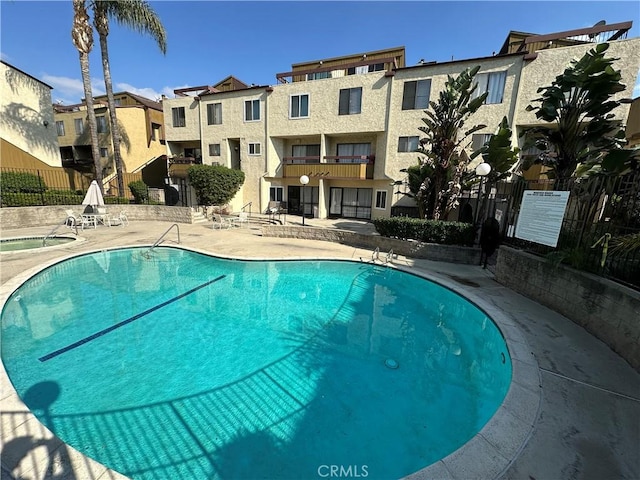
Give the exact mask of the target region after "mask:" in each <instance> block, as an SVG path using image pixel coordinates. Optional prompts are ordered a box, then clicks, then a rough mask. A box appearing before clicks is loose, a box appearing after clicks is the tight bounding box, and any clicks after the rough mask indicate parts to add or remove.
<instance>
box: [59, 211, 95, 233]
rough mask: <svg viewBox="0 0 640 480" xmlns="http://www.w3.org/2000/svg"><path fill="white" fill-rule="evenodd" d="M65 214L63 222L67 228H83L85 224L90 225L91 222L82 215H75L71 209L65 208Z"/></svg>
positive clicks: (88, 225) (74, 213)
mask: <svg viewBox="0 0 640 480" xmlns="http://www.w3.org/2000/svg"><path fill="white" fill-rule="evenodd" d="M65 212H66V214H67V219H66V220H65V221H64V224H65V225H66V226H67V227H69V228H80V229H81V230H84V227H85V225H86V226H92V225H93V222H92V221H91V220H88V219H87V218H85V217H83V216H82V215H76V214H75V213H73V210H65Z"/></svg>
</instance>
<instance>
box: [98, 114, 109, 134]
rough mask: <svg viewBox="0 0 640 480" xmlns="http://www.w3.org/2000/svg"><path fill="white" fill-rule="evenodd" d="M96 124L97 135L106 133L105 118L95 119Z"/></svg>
mask: <svg viewBox="0 0 640 480" xmlns="http://www.w3.org/2000/svg"><path fill="white" fill-rule="evenodd" d="M96 122H97V124H98V133H107V117H105V116H104V115H100V116H99V117H96Z"/></svg>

The task
Whenever the string "instance" shows up on a line of the listing, copy that line.

Your solution
Give the exact mask of the target region after "mask:" in each <instance> block, as an SVG path using image pixel coordinates. Optional prompts are ordered a box, then clicks, then a rough mask. A box appearing before clicks is loose, a box appearing after clicks is the tight bounding box, and any clicks after the rough mask indicate parts to add or remove.
<instance>
</instance>
<instance>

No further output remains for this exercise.